Repeat the listing that follows, character for character, minus the pictures.

Dataset entries -
________________
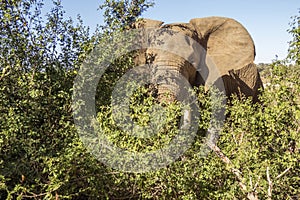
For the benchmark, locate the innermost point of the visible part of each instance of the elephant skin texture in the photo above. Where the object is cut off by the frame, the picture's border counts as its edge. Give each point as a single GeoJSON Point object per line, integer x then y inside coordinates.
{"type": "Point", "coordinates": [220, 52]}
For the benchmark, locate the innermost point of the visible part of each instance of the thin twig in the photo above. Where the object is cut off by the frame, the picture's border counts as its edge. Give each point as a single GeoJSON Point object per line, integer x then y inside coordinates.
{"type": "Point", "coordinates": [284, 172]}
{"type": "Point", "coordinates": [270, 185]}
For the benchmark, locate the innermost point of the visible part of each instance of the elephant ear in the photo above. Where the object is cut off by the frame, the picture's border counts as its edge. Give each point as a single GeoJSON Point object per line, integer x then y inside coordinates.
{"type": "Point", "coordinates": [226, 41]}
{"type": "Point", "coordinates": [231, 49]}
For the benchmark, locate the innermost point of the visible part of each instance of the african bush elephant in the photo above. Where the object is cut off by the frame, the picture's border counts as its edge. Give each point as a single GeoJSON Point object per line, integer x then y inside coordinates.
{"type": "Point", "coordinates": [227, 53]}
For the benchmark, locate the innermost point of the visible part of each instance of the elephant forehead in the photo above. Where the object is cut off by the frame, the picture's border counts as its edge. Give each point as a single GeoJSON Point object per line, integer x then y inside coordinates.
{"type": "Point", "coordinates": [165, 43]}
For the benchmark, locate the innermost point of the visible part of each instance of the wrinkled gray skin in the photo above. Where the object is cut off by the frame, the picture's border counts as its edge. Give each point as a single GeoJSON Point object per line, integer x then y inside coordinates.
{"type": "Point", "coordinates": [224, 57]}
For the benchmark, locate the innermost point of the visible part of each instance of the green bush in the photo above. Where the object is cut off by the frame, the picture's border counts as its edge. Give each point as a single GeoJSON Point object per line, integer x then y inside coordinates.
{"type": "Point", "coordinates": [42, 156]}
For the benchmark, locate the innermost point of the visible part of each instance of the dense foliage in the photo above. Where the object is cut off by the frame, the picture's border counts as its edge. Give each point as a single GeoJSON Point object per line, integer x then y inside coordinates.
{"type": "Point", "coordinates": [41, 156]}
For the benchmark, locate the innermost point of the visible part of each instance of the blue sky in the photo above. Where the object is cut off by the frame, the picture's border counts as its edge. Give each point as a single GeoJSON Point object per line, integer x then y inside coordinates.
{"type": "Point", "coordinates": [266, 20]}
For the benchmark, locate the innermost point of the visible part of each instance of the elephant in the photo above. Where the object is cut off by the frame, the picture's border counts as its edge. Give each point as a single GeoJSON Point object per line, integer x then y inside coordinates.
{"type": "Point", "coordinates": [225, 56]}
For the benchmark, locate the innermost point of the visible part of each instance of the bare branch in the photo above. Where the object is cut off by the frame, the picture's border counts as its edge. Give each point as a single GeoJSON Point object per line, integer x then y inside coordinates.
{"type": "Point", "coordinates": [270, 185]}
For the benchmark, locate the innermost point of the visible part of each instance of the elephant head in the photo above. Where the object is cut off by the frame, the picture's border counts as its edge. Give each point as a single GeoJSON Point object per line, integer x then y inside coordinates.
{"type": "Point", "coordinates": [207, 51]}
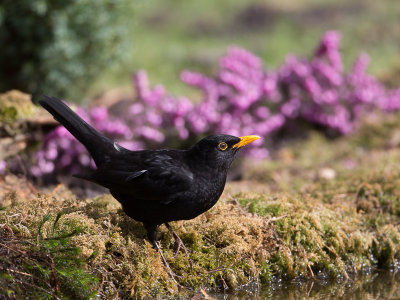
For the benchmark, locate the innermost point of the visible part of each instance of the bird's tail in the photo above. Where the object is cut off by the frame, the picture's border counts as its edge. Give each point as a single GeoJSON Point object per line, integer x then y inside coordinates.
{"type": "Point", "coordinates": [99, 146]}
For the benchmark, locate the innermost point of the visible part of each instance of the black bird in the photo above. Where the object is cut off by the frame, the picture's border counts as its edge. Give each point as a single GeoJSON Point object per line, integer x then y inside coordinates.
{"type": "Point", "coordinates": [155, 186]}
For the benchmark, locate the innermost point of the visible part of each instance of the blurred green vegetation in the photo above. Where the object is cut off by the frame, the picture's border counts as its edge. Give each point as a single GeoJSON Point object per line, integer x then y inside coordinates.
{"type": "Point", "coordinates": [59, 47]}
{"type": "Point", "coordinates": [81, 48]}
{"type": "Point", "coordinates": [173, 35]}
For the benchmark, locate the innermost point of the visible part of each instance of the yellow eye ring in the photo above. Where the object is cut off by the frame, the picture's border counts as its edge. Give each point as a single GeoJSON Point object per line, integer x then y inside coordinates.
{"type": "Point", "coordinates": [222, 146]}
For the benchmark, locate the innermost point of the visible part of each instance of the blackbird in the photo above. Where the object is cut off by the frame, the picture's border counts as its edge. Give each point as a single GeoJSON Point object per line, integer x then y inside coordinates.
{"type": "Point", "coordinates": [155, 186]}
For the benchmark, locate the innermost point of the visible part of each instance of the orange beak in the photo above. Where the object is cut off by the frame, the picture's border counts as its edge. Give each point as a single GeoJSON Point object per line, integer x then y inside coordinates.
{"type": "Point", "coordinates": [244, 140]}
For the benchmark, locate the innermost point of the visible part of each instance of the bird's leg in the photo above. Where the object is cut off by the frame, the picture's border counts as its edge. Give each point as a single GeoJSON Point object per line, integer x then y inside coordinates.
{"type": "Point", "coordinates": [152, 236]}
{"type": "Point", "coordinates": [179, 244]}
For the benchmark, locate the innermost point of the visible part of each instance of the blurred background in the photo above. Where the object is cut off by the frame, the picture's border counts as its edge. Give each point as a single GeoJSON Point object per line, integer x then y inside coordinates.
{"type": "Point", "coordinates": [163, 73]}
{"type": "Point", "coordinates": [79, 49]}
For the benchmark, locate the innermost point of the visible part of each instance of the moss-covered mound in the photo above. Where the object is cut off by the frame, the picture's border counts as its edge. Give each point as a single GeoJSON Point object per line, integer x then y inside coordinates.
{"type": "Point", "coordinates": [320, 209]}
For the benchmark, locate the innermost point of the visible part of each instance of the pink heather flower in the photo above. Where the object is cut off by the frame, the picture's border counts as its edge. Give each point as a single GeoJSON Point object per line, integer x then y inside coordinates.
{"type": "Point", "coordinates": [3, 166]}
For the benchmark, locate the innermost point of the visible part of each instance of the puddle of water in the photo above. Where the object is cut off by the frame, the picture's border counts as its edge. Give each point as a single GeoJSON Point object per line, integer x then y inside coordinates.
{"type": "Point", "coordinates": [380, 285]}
________________
Exercise output -
For the benchmark, locate the innermost point of the visible part of each instance of the elephant skin texture in the photo above. Where the object is cut off by the frame, the picture's border counts as its edge. Give each point as a single GeoJSON Point object per line, integer x then y inside coordinates.
{"type": "Point", "coordinates": [220, 52]}
For the benchmark, locate the innermost point of the visible part of each instance of the thin twig in the photo above. Where the object is cut off by the frame, the picture's border counts as its edge. Give each point as a single GeoJSON Point object per line, integer x then y inside coordinates.
{"type": "Point", "coordinates": [284, 172]}
{"type": "Point", "coordinates": [270, 185]}
For the benchmark, locate the innermost point of the visible part of each instance of the elephant ear in the photo above. Where the object is cut off by the frame, the picture's border counts as its edge. Give each point as a single GeoJSON Point object per line, integer x then y inside coordinates.
{"type": "Point", "coordinates": [226, 41]}
{"type": "Point", "coordinates": [231, 49]}
For the benchmark, locate the innermost point of the visible part of each instance of the african bush elephant in the photo above. Where the object is cut off by the frame, the picture's border counts as its edge. Give each point as a single GeoJSON Point object per line, integer x then y inside coordinates.
{"type": "Point", "coordinates": [227, 53]}
For the benchmark, locate the innermost point of the visible part of each instance of the elephant forehead in the photo above. Where the object is cut off by the frame, the picture's border counts as its edge. Give each point as a single GeoJSON Point object per line, integer x then y inside coordinates.
{"type": "Point", "coordinates": [165, 43]}
For the benchmark, locate the innermost point of the visible part of each instance of the wrinkled gray skin in the photo above. Where the object is cut off by the frame, the picture's border counts as its edge. Give each point as a single GeoJSON Point object per line, integer x then y inside coordinates.
{"type": "Point", "coordinates": [224, 57]}
For the benchmark, locate the innermost point of the visible part of each instance of the green bush in the photo above. Where the object is cut off by the frame, the picture's border counts as its edge. Give each point as a single GeoJSON Point object per line, integer x then y inside coordinates.
{"type": "Point", "coordinates": [42, 156]}
For the benchmark, locate the innermost point of the visible part of each instance of the dense foliage in the photo above. Where the object is cut off by the frame, the picture's border counts as its edge. Give each point as a single GeoJSON Point object per line, integer x then y inside coordinates.
{"type": "Point", "coordinates": [41, 156]}
For the benchmark, locate the innermost point of the visible part of each instance of the blue sky in the photo above. Where the object is cut off by the frame, the picture's border counts as its edge. Give each point as a single GeoJSON Point object per line, integer x then y inside coordinates.
{"type": "Point", "coordinates": [266, 20]}
For the benchmark, locate the innermost point of the visible part of each instance of the elephant in the photo above. Where the object is cut off by the frame, the picture's border counts as its edge. Give each point as a single GeoJSON Point object per line, integer x then y inside coordinates.
{"type": "Point", "coordinates": [225, 56]}
For the benchmark, locate the innermost point of the visible part of each instance of the bare branch in the photo above. Where the object is cut off by the frame, the picture's border counts as its edge. Give each point as a single GeoJSON Point object per line, integer x then y inside coordinates.
{"type": "Point", "coordinates": [270, 185]}
For the benchmark, locate the innermost point of the visible part of each instance of the elephant head in the photo above. Where the object is cut off by the frame, the picture's border counts as its edge. Give each point as a single GeoJSON Point object per line, integer x then y inside coordinates.
{"type": "Point", "coordinates": [207, 51]}
For the benchmark, locate the innermost point of the visible part of each instance of the bird's tail in the photo above. Where the object is cut off by the frame, the picture's border counts as its edge. Give each point as a single GeoJSON Point object per line, integer x then y inside coordinates.
{"type": "Point", "coordinates": [99, 146]}
For the benchmark, locate the innermost point of the visible part of each instance of the black bird in the photo above. Where the object is cut off by the frame, the picture's border counts as its edge. Give each point as a single GeoJSON Point object per line, integer x then y inside coordinates.
{"type": "Point", "coordinates": [155, 186]}
For the benchmark, locate the innermost point of the visible part of each instance of the blurred green vegetation in the photo above. Where the object is cut off by the frame, the picture's border counts as its edge. Give each point as a single GeoJSON Point object per line, integer x then y inside coordinates.
{"type": "Point", "coordinates": [59, 47]}
{"type": "Point", "coordinates": [81, 48]}
{"type": "Point", "coordinates": [173, 35]}
For the benchmark, locate the innermost point of the visible part of each instance of the yellow eye ring in the photo above. Where the object is cut off by the frame, the picture's border counts as its edge. Give each point as a single GeoJSON Point object per line, integer x then y inside coordinates.
{"type": "Point", "coordinates": [222, 146]}
For the benchmark, locate the innermost point of the visible part of each instance of the blackbird in the photo above. Where the object is cut off by the frame, the picture's border counts as its edge. Give each point as a single GeoJSON Point object per line, integer x then y inside coordinates.
{"type": "Point", "coordinates": [155, 186]}
For the benchmark, locate the innermost point of the visible part of each instance of the orange beak in the photo above. Where the object is cut off by the frame, the picture's border counts as its edge. Give each point as a single GeoJSON Point object per line, integer x then y inside coordinates.
{"type": "Point", "coordinates": [244, 140]}
For the benchmark, locate the innermost point of the visible part of each instance of the bird's leg in the photo above. Where the object is cut off by the frame, the picture's border counts as its edge. Give each point as a single GeoJSON Point object per line, integer x then y inside coordinates.
{"type": "Point", "coordinates": [152, 236]}
{"type": "Point", "coordinates": [179, 244]}
For the benchmark, locate the innermost point of the visible part of each instance of the blurred background in the photo above. Where the object is cut off by the frame, the picture's border counts as its edge. Give each point as a single GeoJSON Point object per line, integer x then y inside coordinates.
{"type": "Point", "coordinates": [163, 73]}
{"type": "Point", "coordinates": [79, 49]}
For the benchmark, locate the innermost point of the visible part of each instance of the moss-covered mound in the photo above. Where the object is cut off by the frame, the picture's border counts as its edge. Give each point as a single GeoJSON Point object per line, integer x then y inside coordinates.
{"type": "Point", "coordinates": [320, 209]}
For the benchmark, locate the innermost point of the visible part of each instance of the pink heather flower in the photo above. Where the object is cut off by the frame, the picture's border counts as its edge. Give each point as a single GeoJSON Point object per line, integer x then y inside coordinates.
{"type": "Point", "coordinates": [3, 166]}
For the benchmark, locate the innermost point of the visible part of each instance of the puddle of water in the photo above. Where the object is cut off by the frame, the picture's border counts as its edge. Give each point as a single GeoJSON Point object per line, integer x then y inside coordinates.
{"type": "Point", "coordinates": [380, 285]}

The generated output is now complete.